-------- Working data --------

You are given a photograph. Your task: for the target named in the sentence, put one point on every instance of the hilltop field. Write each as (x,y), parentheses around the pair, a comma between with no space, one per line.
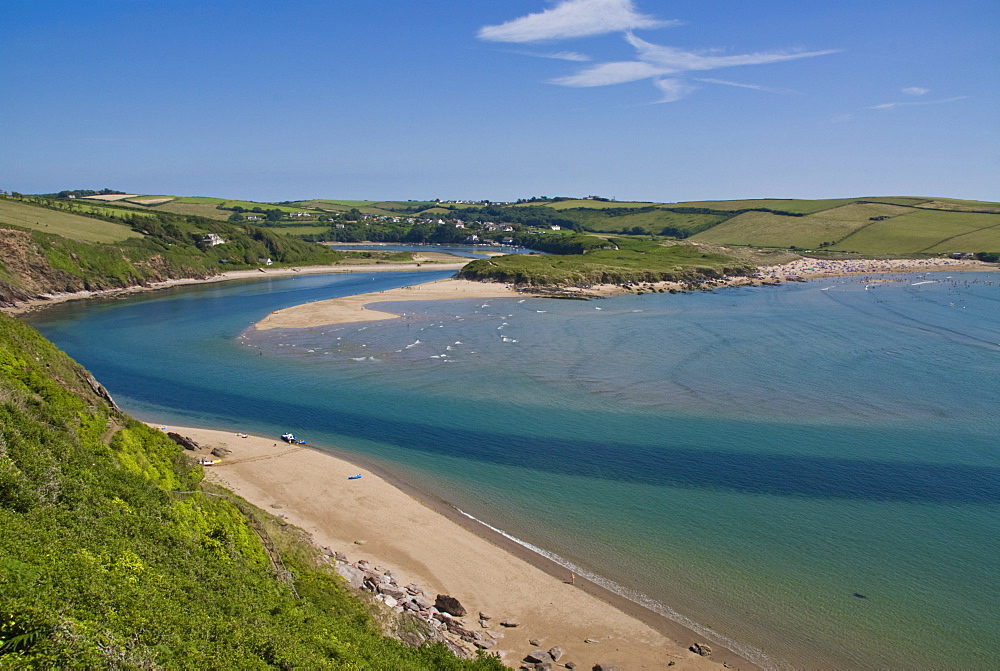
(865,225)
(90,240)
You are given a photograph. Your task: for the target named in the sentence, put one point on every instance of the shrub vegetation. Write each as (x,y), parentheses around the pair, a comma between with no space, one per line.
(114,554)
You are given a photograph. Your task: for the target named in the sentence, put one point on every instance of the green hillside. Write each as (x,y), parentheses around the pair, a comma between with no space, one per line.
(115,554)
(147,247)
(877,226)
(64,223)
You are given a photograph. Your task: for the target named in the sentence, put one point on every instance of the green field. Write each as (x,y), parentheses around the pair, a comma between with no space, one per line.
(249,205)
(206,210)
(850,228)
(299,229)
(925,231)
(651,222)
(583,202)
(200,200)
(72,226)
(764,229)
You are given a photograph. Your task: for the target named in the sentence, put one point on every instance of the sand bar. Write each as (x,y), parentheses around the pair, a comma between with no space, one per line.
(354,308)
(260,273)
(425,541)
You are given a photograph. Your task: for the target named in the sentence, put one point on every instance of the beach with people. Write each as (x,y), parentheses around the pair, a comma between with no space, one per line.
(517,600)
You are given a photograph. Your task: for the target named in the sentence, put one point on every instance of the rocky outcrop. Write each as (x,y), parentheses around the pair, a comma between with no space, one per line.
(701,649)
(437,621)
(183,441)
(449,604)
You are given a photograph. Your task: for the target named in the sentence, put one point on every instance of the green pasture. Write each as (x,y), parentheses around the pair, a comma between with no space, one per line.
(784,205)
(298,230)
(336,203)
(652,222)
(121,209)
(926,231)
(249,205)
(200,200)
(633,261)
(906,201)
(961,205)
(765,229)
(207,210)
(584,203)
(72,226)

--------

_What you should do_
Put the items above into a two-column CSV with the header columns "prompt" and "points", one row per item, each value in a single quoted field with any line breaks turned into spaces. Leave out the pictures.

_Completed task_
prompt,points
"You are given a photograph. Your task: for the target named in the sentence, put one point on every instance of the hilltop field. Write each as (x,y), parentheses around the pair, a comma between with no space, one per line.","(865,225) (90,240)"
"You are given a photograph. Your task: for the target named in the sentence, put one point on every instance of the shrub vegetation. Write each as (x,y), parentheses around the pair, a comma between with no space, one per line.","(114,554)"
"You are given a photograph. Your task: for the target named in the sentence, put one point on every instance of the green hillside. Write each as (x,y), parentheses around the pair, a comma between with no space, one per line.","(115,554) (147,247) (877,226) (64,223)"
"You are given a photograph. Your task: for the target named in the sentence, put one point on every instance of the green field. Write each as (x,y), parentheses around the pair, a comma between with no space, one per line.","(249,205) (206,210) (850,228) (299,229) (925,231) (651,222) (583,202) (200,200) (72,226) (764,229)"
"You are given a photograph. Your task: for the target named in the sentence, put one point on every instance of the sand bar. Write each as (x,y), parentheses around the pair, a comma between with no space, one per line.","(354,308) (260,273) (425,541)"
"You are given a photograph. Your task: for the target named in the sentence, put one point on every instance of the beach with people. Write each as (x,y), parentheses around the pair, a comma between with no space, one per line.","(517,600)"
"You are given a photograph. Your task: for the target named in the sentence, put one point on every instance of the rocky outcrop. Write each as (x,y), parentheses around the pair, a comma between with no space, one per line.","(701,649) (437,621) (183,441) (449,604)"
"You are given a photograph. Your task: for the target named in the sentence, put one point on every instance of the green pasture. Write each as (x,y), parentheses around the pair, a comma between with no space, one per line.","(784,205) (298,230) (336,203) (652,222) (121,209) (926,231) (249,205) (200,200) (633,261) (906,201) (961,205) (765,229) (207,210) (584,203) (72,226)"